Input data below:
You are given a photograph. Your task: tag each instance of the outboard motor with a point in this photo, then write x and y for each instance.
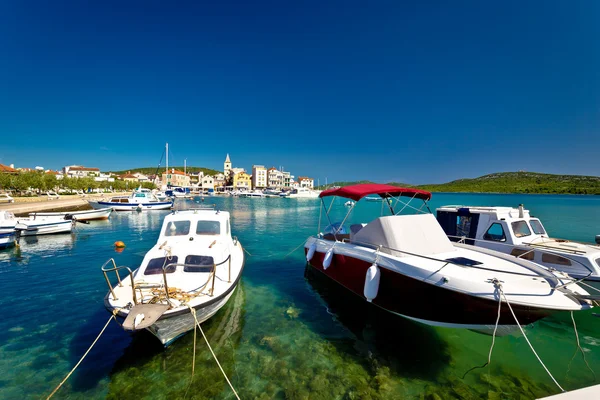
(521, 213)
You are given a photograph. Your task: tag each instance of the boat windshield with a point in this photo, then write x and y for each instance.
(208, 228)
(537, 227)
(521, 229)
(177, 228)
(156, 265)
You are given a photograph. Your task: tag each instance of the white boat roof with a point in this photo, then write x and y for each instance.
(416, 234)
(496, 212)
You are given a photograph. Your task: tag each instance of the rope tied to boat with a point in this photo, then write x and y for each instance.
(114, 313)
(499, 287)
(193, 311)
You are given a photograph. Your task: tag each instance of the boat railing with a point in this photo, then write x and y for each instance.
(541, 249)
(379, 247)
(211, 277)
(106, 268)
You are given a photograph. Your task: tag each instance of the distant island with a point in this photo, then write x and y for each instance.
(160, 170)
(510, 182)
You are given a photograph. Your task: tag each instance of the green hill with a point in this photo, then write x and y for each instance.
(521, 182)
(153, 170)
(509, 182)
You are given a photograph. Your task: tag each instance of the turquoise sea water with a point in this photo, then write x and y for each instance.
End of Input data.
Input data below:
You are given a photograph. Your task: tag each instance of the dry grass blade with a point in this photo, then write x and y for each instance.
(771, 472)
End of Input data.
▶ **Activity**
Quote the data above from the line containing "of the green" to the line containing "of the turquoise", inclusive, and stop.

▶ **Expected output**
You are given a photograph. Your task: tag each instance of the green hill with a point in this photo, then write x and y for each instance.
(521, 182)
(153, 170)
(509, 182)
You are given a photograph. Your task: tag each instance of the turquoise sea water with a point in this photo, then write x and y for each instance.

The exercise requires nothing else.